• Input records:
===
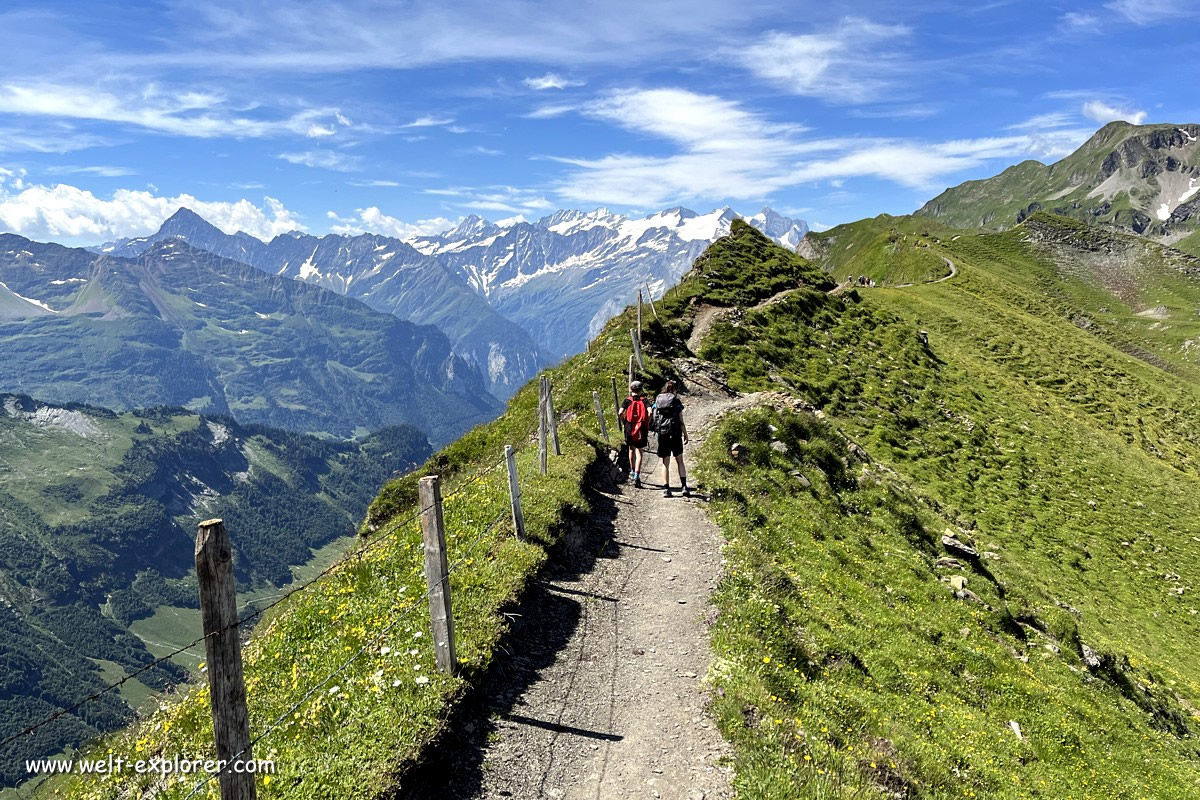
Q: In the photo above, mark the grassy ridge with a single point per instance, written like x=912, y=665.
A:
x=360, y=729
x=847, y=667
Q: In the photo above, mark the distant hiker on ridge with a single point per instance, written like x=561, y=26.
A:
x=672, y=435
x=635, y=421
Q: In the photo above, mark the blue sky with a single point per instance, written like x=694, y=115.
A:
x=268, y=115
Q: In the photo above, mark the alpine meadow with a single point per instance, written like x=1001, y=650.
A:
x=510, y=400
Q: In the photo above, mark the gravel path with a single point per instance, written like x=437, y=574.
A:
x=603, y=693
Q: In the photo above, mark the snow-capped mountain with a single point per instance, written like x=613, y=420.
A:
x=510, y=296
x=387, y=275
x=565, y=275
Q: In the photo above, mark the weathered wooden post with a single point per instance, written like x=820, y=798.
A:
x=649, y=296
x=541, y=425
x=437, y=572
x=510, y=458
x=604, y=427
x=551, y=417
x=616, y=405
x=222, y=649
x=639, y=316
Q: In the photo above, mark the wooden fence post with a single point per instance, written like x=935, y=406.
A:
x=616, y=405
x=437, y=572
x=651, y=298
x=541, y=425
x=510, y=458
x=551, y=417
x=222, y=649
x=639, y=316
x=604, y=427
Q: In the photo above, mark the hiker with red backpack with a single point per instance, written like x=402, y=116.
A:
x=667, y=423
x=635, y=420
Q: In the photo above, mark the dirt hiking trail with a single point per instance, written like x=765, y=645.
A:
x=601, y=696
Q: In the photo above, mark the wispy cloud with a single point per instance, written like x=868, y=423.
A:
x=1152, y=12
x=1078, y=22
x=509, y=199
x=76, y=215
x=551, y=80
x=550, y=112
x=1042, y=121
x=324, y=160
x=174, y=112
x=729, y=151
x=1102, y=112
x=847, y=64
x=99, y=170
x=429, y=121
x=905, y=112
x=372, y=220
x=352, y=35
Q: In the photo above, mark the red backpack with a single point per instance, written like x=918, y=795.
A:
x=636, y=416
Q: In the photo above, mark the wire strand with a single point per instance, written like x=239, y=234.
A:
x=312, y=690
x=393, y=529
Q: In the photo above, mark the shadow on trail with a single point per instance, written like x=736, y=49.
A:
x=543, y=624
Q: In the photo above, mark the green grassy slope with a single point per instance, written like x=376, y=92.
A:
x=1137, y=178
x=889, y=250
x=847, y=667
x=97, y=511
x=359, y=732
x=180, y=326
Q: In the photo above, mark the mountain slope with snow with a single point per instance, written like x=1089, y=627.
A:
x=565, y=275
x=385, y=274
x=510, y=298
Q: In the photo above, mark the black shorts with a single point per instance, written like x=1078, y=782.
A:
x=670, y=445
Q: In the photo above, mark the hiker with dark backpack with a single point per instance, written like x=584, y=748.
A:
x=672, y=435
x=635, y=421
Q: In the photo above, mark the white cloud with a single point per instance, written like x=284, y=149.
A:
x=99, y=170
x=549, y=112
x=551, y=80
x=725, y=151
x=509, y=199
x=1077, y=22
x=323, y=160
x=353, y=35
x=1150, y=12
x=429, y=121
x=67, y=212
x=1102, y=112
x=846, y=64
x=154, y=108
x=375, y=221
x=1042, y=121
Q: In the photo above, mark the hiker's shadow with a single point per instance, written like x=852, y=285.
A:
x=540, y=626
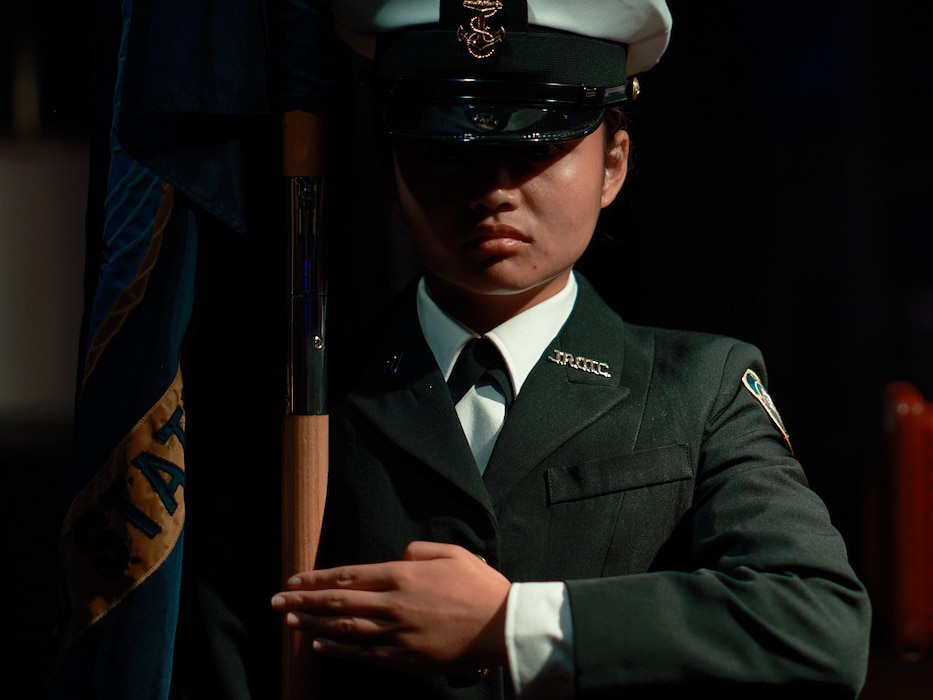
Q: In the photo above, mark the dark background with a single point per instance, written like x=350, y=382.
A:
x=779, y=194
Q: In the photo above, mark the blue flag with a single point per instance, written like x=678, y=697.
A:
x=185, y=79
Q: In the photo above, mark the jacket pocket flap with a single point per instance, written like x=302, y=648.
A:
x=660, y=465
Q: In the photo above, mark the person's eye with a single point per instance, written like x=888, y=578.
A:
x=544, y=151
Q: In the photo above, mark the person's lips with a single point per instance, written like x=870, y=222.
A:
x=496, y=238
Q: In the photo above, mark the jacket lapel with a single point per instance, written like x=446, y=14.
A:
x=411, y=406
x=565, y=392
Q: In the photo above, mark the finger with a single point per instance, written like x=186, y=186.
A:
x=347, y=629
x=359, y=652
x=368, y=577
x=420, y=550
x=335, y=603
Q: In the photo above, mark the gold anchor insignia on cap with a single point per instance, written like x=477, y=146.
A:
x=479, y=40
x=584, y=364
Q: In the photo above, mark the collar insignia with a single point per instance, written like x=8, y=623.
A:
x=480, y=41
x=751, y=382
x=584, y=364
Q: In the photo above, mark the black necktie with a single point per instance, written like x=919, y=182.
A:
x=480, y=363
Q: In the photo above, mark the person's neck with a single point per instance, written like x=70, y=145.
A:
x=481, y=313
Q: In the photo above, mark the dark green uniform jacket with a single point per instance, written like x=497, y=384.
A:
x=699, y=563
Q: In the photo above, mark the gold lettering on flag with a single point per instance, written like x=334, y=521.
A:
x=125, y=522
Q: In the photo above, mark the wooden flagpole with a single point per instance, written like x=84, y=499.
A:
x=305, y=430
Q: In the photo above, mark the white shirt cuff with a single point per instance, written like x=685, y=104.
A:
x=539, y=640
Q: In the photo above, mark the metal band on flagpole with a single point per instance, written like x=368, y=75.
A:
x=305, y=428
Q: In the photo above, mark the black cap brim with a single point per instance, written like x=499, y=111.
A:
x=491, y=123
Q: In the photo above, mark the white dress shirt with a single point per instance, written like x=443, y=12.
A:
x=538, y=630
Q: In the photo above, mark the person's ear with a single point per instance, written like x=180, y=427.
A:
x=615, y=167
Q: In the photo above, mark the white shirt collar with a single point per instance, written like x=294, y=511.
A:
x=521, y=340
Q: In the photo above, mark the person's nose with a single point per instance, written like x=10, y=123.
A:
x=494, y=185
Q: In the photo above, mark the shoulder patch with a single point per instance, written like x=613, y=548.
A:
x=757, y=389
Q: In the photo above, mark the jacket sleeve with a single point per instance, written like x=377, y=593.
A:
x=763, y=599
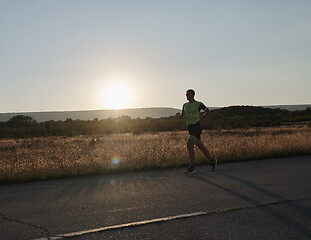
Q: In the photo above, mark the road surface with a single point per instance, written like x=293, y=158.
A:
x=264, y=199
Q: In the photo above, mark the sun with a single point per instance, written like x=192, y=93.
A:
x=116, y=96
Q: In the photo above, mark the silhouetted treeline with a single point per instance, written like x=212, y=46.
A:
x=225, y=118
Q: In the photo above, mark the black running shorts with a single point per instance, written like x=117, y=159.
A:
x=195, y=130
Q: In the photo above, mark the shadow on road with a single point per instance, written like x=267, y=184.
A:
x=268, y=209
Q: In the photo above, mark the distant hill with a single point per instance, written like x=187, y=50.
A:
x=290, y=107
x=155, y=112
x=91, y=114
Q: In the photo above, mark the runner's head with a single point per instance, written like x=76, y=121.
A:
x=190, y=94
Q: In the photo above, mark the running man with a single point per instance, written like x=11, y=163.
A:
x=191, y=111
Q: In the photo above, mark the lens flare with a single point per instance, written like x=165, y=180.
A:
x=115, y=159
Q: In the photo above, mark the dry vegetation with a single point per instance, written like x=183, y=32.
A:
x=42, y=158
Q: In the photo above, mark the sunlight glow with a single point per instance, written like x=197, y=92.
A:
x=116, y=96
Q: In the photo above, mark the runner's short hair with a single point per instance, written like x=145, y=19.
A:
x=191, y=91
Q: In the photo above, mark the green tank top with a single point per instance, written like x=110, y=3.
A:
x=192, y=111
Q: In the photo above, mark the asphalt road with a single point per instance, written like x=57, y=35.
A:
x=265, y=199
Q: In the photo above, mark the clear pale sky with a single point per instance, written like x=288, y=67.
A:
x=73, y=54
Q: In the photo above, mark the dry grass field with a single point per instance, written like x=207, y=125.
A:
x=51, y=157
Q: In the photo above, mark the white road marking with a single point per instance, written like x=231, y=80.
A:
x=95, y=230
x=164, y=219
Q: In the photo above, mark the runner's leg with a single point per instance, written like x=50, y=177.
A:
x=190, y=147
===
• What to do: Rewrite all of the records above, replacing "a single point" with "one point" and changing nothing else, and leave the pictures out of your answer.

• Problem solution:
Q: In the photo above, mark the grassy ridge with one point per instance, written like x=912, y=665.
A:
x=360, y=729
x=847, y=667
Q: In the photo above, mark the distant hiker on ridge with one point per instance, written like x=561, y=26.
A:
x=672, y=435
x=635, y=421
Q: In the photo above, mark the blue sky with one point per instance, written like x=694, y=115.
A:
x=268, y=115
Q: In the photo above, mark the alpine meadow with one point per instance, written like x=1001, y=650.
A:
x=510, y=400
Q: In the photo above, mark the gravel path with one point per instance, written like x=437, y=574.
A:
x=603, y=693
Q: In the photo above, mark the snow-capped mountain with one point per instance, written like x=613, y=420.
A:
x=510, y=296
x=387, y=275
x=565, y=275
Q: In the photo above, mark the weathered wooden post with one point per instance, written like x=820, y=798.
A:
x=649, y=296
x=541, y=425
x=437, y=572
x=510, y=458
x=604, y=427
x=551, y=417
x=616, y=405
x=222, y=649
x=639, y=316
Q: In the photo above, mark the wooden fence post with one point per instance, written like x=935, y=406.
A:
x=616, y=405
x=437, y=572
x=651, y=298
x=541, y=425
x=510, y=458
x=551, y=417
x=222, y=649
x=639, y=316
x=604, y=427
Q: In the photo above, mark the hiker with red backpack with one point per instance, written like x=402, y=116.
A:
x=667, y=423
x=635, y=420
Q: In the photo above, mark the dirt hiking trail with one point per instance, written like x=765, y=645.
A:
x=601, y=696
Q: In the photo above, mark the wispy cloud with one point per instance, written like x=868, y=423.
A:
x=1152, y=12
x=1078, y=22
x=509, y=199
x=76, y=215
x=551, y=80
x=550, y=112
x=1042, y=121
x=324, y=160
x=174, y=112
x=729, y=151
x=1102, y=112
x=847, y=64
x=99, y=170
x=429, y=121
x=905, y=112
x=372, y=220
x=352, y=35
Q: In the photo above, mark the red backpack with one point per instance, written like x=918, y=795.
A:
x=636, y=416
Q: In the photo above, mark the wire strand with one point per instance, written like x=239, y=234.
A:
x=312, y=690
x=393, y=529
Q: In the photo above, mark the shadow on trail with one point per instance, written like x=736, y=49.
A:
x=543, y=624
Q: In the photo above, mark the green grassy slope with one point per instance, written like x=376, y=92.
A:
x=1137, y=178
x=889, y=250
x=847, y=667
x=97, y=511
x=359, y=732
x=180, y=326
Q: In the photo above, mark the mountain slope with snow with one point per instance, written like x=1089, y=627.
A:
x=565, y=275
x=385, y=274
x=510, y=298
Q: In the photo above, mark the black shorts with one point per instance, written like x=1078, y=782.
A:
x=670, y=445
Q: In the photo above, mark the hiker with dark backpack with one point per instance, written like x=584, y=748.
A:
x=672, y=435
x=635, y=421
Q: In the photo above, mark the white cloud with one point per instance, written like x=284, y=149.
A:
x=99, y=170
x=549, y=112
x=551, y=80
x=725, y=151
x=509, y=199
x=1077, y=22
x=323, y=160
x=353, y=35
x=1150, y=12
x=429, y=121
x=67, y=212
x=1102, y=112
x=846, y=64
x=154, y=108
x=375, y=221
x=1042, y=121
Q: In the photo above, mark the hiker's shadow with one point per instance, written like x=852, y=285.
A:
x=540, y=626
Q: In the photo above, mark the dark background with one point per instance, written like x=350, y=382.
A:
x=779, y=194
Q: In the photo above, mark the blue flag with one point per instance, written like x=678, y=697.
A:
x=185, y=79
Q: In the photo above, mark the jacket pocket flap with one point per instance, written like x=302, y=648.
A:
x=660, y=465
Q: In the photo above, mark the person's eye with one point per instance, written like x=888, y=578.
A:
x=544, y=151
Q: In the photo above, mark the person's lips with one point per instance, written like x=870, y=222.
A:
x=496, y=238
Q: In the photo above, mark the jacket lapel with one point per instance, written like x=446, y=14.
A:
x=411, y=406
x=565, y=392
Q: In the photo above, mark the finger with one point per instance, written like x=186, y=186.
A:
x=347, y=629
x=359, y=652
x=368, y=577
x=420, y=550
x=335, y=603
Q: In the photo above, mark the gold anchor insignia on cap with one point per instance, written like x=477, y=146.
A:
x=479, y=40
x=584, y=364
Q: In the photo above, mark the collar insignia with one point per instance, written like x=8, y=623.
A:
x=480, y=41
x=751, y=382
x=584, y=364
Q: In the photo above, mark the black necktie with one point per instance, written like x=919, y=182.
A:
x=480, y=363
Q: In the photo above, mark the person's neck with one point per instance, written like x=70, y=145.
A:
x=481, y=313
Q: In the photo above, mark the dark green uniform jacket with one point per instance, written like x=497, y=384.
A:
x=699, y=563
Q: In the photo above, mark the gold lettering on flag with one point per instance, written like x=334, y=521.
A:
x=125, y=522
Q: In the photo above, mark the wooden flagpole with one point per instance, written like x=84, y=499.
A:
x=305, y=430
Q: In the photo above, mark the white shirt cuff with one point per instance, written like x=685, y=104.
A:
x=539, y=640
Q: In the photo above, mark the metal band on flagpole with one point per instance, written like x=368, y=75.
A:
x=305, y=428
Q: In the photo above, mark the black cap brim with one point per instance, written like x=499, y=111.
A:
x=491, y=123
Q: In the photo above, mark the white dress shirt with one point per instance, written like x=443, y=12.
A:
x=538, y=630
Q: In the photo above, mark the person's ear with one point per instance, written like x=180, y=427.
A:
x=615, y=167
Q: In the photo above, mark the white shirt collar with one point per instance, written like x=294, y=511.
A:
x=521, y=340
Q: In the photo above, mark the person's nose with one point per instance, written like x=10, y=123.
A:
x=494, y=185
Q: In the photo above, mark the shoulder patch with one point per instance, written like x=613, y=548.
A:
x=757, y=389
Q: In the photo above, mark the jacket sleeve with one point per instance, written like x=377, y=593.
A:
x=763, y=599
Q: In the photo above, mark the road surface with one point per instance, written like x=293, y=158.
A:
x=264, y=199
Q: In the photo above, mark the sun with one point per instance, written like x=192, y=93.
A:
x=116, y=96
Q: In the photo above, mark the silhouetted treeline with one point per instance, written like x=212, y=46.
A:
x=225, y=118
Q: In the photo above, mark the black running shorts with one point per instance, written like x=117, y=159.
A:
x=195, y=130
Q: In the photo above, mark the shadow on road with one point per instance, written like x=267, y=184.
A:
x=268, y=209
Q: In the photo above, mark the distant hill with one point per instance, written like x=187, y=50.
A:
x=290, y=107
x=155, y=112
x=91, y=114
Q: In the photo above, mark the runner's head with one point per instance, written like x=76, y=121.
A:
x=190, y=94
Q: In the photo above, mark the running man with one point per instance, written like x=11, y=163.
A:
x=191, y=111
Q: In the photo above, mark the lens flare with one point per instance, written like x=165, y=180.
A:
x=115, y=159
Q: In the photo above, mark the dry vegetation with one point per instance, written like x=183, y=32.
A:
x=42, y=158
Q: In the photo above, mark the sunlight glow with one point per instance, written like x=197, y=92.
A:
x=116, y=96
Q: In the photo above, mark the runner's short hair with one point per instance, written like x=145, y=19.
A:
x=191, y=91
Q: In the photo above, mark the green tank top with one point per instance, written like x=110, y=3.
A:
x=192, y=111
Q: In the photo above, mark the asphalt road with one point per instance, written like x=57, y=35.
A:
x=265, y=199
Q: In the photo above, mark the clear pale sky with one point per instance, written like x=288, y=67.
A:
x=73, y=54
Q: In the photo above, mark the dry grass field with one point per instance, written like x=207, y=125.
A:
x=51, y=157
Q: In the photo above, mark the white road marking with one point per instance, written like x=231, y=80.
A:
x=95, y=230
x=164, y=219
Q: In the photo above, mark the runner's leg with one point per instance, written like x=50, y=177.
A:
x=190, y=147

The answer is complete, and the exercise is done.